— start Reading passage —

Measuring Journal (and Scholarly) Outcomes

19 June 2013, 1311 EDT

Another day, another piece chronicling problems with the metrics scholars use to assess quality. Colin Wight sends George Lozano’s “The Demise of the Impact Factor“:

Using a huge dataset of over 29 million papers and 800 million citations, we showed that from 1902 to 1990 the relationship between IF and paper citations had been getting stronger, but as predicted, since 1991 the opposite is true: the variance of papers’ citation rates around their respective journals’ IF [impact factor]  has been steadily increasing. Currently, the strength of the relationship between IF and paper citation rate is down to the levels last seen around 1970.

Furthermore, we found that until 1990, of all papers, the proportion of top (i.e., most cited) papers published in the top (i.e., highest IF) journals had been increasing. So, the top journals were becoming the exclusive depositories of the most cited research. However, since 1991 the pattern has been the exact opposite. Among top papers, the proportion NOT published in top journals was decreasing, but now it is increasing. Hence, the best (i.e., most cited) work now comes from increasingly diverse sources, irrespective of the journals’ IFs.

If the pattern continues, the usefulness of the IF will continue to decline, which will have profound implications for science and science publishing. For instance, in their effort to attract high-quality papers, journals might have to shift their attention away from their IFs and instead focus on other issues, such as increasing online availability, decreasing publication costs while improving post-acceptance production assistance, and ensuring a fast, fair and professional review process.

The story of the Impact Factor echoes those of many poorly designed metrics: it doesn’t seem to matter much how good the metric is, so long as it involves quantification. Institutions use impact factor as a proxy for journal quality in the context of library acquisitions, tenure and promotion, hiring, and even, as Lozano notes, salary bonuses.

— end Reading passage —

Your objective → Can you continue the blog post about the journal impact factor, picking up right after its last sentence?

— start Material —

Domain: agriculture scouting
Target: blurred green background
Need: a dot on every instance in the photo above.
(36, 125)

— end Material —

Written answer →
At some institutions researchers receive a cash reward for publishing a paper in journals with a high IF, usually Nature and Science. These rewards can be significant, amounting to up to $3K USD inSouth Korea and up to $50K USD inChina. InPakistan a $20K reward is possible for cumulative yearly totals. In Europe andNorth America the relationship between publishing in high IF journals and financial rewards is not as explicitly defined, but it is still present. Job offers, research grants and career advancement are partially based on not only the number of publications, but on the perceived prestige of the respective journals, with journal “prestige” usually meaning IF.

For those readers who don’t know what “Impact Factor” is, here’s a quick explanation: “a measure reflecting the average number of citations to recent articles published in the journal.” We’ve discussed it at the Duck a number of times. Robert Kelley once asked, more or less, “what the heck is this thing and why do we care?” I passed along Stephen Curry’s discussion, which includes the notable line “If you use impact factors you are statistically illiterate.” I’ve also ruminated on how publishers, editors, and authors are seeking to exploit social-media to enhance citation counts for articles. In short, Impact Factor is a problematic measure even before we get into how easy it is to manipulate, i.e., by encouraging authors to cite within the journal of publication.*

In this sense, Impact Factor is similar to — and implicated in — many of the other proxies we use to assess quality in academia: publications in top peer-reviewed journals, rankings of academic presses, citations counts, and so forth. They’re all badly broken. And enough of us know that they’re badly broken such that we’re in the zone of organized hypocrisy. I am willing to sacrifice some degree of accuracy to reduce bias in the short-term, while pushing for change over the medium-term.

With respect to Impact Factor, there is no shortage of alternatives. We’re seeing a variety of different directions (via) to the evaluation of journal and scholarly impact. In terms of the former, the most conservative approach on the table is to adopt an h-index approach. The fact that Google Scholar provides h-5 index data for journals doesn’t hurt. For example, here are their current rankings in international relations:

IRh5gs

Readers will note that, in addition to all of the problems that plague Google Scholar’s database, the folks who run it should probably consult with more academics to construct their categories. The Journal of Conflict Resolution has an h5-index of 38, but doesn’t appear here.

My own view is that, if we’re going to rely on some kind of citation-count, we should be doing moderately more sophisticated things. I know that a number of my friends and I already use IF and h-index data as a rough yardstick for individual articles. For example, we will look at whether an article’s citation count is higher or lower than the relevant IF for the journal it appeared in.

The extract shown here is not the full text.